## GOAL OF THE EXERCISE
Reproduce each of the rows below verbatim, omitting the pictures.

○ ○ ○ ○ ○ ○ ○

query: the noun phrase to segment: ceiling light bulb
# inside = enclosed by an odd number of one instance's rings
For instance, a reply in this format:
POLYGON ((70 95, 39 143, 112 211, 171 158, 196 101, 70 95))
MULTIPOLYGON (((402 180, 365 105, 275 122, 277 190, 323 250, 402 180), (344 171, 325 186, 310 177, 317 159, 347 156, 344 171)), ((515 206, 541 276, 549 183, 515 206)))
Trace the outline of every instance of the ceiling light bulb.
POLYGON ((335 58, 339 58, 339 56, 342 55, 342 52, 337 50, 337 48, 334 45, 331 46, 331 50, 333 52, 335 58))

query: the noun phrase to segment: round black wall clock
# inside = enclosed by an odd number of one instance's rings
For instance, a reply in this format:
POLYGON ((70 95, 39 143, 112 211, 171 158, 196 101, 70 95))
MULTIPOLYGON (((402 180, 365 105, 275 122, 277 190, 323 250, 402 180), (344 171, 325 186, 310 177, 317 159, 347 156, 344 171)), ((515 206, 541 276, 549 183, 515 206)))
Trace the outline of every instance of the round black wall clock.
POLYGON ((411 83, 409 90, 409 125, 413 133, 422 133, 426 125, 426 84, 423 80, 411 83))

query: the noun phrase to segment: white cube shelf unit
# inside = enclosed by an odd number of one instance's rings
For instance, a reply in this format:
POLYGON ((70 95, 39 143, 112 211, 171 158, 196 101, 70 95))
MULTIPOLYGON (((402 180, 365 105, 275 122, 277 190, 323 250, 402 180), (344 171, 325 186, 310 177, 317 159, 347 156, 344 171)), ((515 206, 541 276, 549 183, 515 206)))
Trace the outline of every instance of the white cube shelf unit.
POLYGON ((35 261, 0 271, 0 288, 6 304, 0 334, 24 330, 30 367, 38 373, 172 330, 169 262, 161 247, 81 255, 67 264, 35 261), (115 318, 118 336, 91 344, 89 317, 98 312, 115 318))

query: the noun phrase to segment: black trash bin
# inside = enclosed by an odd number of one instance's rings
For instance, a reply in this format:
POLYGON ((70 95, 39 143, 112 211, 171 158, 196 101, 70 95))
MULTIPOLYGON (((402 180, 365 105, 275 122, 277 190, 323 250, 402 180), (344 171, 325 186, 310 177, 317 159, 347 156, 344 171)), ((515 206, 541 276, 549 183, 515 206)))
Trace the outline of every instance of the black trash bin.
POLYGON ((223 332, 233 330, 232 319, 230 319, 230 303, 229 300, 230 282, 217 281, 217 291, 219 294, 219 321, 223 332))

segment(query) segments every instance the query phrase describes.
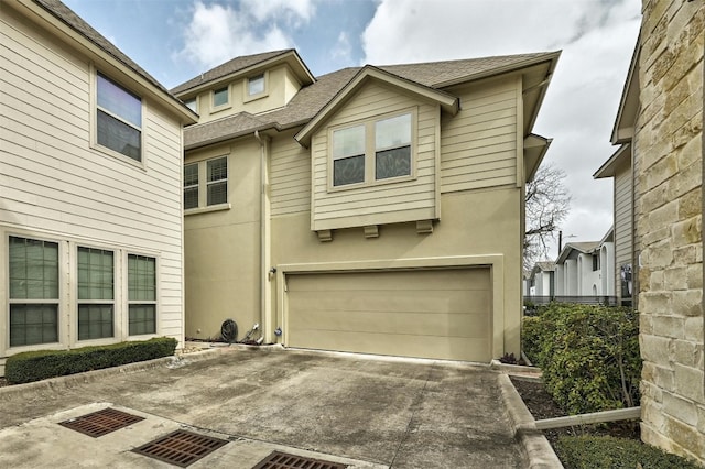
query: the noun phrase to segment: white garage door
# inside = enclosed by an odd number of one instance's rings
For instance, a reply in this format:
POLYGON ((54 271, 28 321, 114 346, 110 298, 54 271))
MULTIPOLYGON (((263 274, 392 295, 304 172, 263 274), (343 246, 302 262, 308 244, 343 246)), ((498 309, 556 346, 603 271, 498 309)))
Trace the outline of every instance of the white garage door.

○ ○ ○ ○ ○ ○ ○

## FULL ANSWER
query: the noun phrase to segment: ceiling light bulb
# inside = enclosed by an odd number of one instance's rings
For instance, a reply in this format:
POLYGON ((70 95, 39 143, 112 211, 171 158, 196 101, 70 95))
MULTIPOLYGON (((402 180, 365 105, 275 122, 277 190, 323 250, 402 180), (344 171, 325 186, 310 177, 317 159, 347 156, 344 171)), ((515 206, 541 276, 549 183, 515 206)))
Trace the outline of every instance of the ceiling light bulb.
POLYGON ((335 58, 339 58, 339 56, 342 55, 342 52, 337 50, 337 48, 334 45, 331 46, 331 50, 333 52, 335 58))

query: the noun phrase to segment: round black wall clock
# inside = enclosed by an odd number of one instance's rings
For instance, a reply in this format:
POLYGON ((70 95, 39 143, 112 211, 171 158, 196 101, 70 95))
MULTIPOLYGON (((402 180, 365 105, 275 122, 277 190, 323 250, 402 180), (344 171, 325 186, 310 177, 317 159, 347 156, 344 171)), ((515 206, 541 276, 549 183, 515 206)))
Trace the outline of every instance of the round black wall clock.
POLYGON ((411 83, 409 90, 409 125, 413 133, 422 133, 426 125, 426 84, 423 80, 411 83))

query: the noun phrase to segment: white cube shelf unit
# inside = enclosed by an odd number of one instance's rings
For instance, a reply in this format:
POLYGON ((70 95, 39 143, 112 211, 171 158, 196 101, 70 95))
MULTIPOLYGON (((402 180, 365 105, 275 122, 277 190, 323 250, 402 180), (344 171, 325 186, 310 177, 317 159, 347 156, 344 171)), ((515 206, 541 276, 549 183, 515 206)))
Trace the outline of every instance of the white cube shelf unit.
POLYGON ((35 261, 0 271, 0 288, 6 304, 0 334, 24 330, 30 367, 38 373, 172 330, 169 262, 161 247, 81 255, 67 264, 35 261), (115 318, 118 336, 91 344, 89 317, 98 312, 115 318))

query: the noun phrase to segment: black trash bin
# inside = enclosed by an odd number of one instance's rings
For instance, a reply in this format:
POLYGON ((70 95, 39 143, 112 211, 171 158, 196 101, 70 95))
MULTIPOLYGON (((402 180, 365 105, 275 122, 277 190, 323 250, 402 180), (344 171, 325 186, 310 177, 317 159, 347 156, 344 171)), ((515 206, 541 276, 549 183, 515 206)))
Trace the outline of every instance of the black trash bin.
POLYGON ((223 332, 233 330, 232 319, 230 319, 230 303, 229 300, 230 282, 217 281, 217 291, 219 294, 219 321, 223 332))

segment(query) segments every instance the query phrase describes.
query: the noun phrase to segment: white garage door
# inside = enclosed by an odd number of one instance's rings
For instance, a reply in this format:
POLYGON ((54 271, 28 321, 114 346, 110 298, 54 271))
MULTIPOLYGON (((263 274, 392 295, 304 172, 263 274), (343 246, 302 262, 308 244, 343 246)), ((498 309, 556 346, 603 271, 498 309)))
Trace the outline of every instance of the white garage door.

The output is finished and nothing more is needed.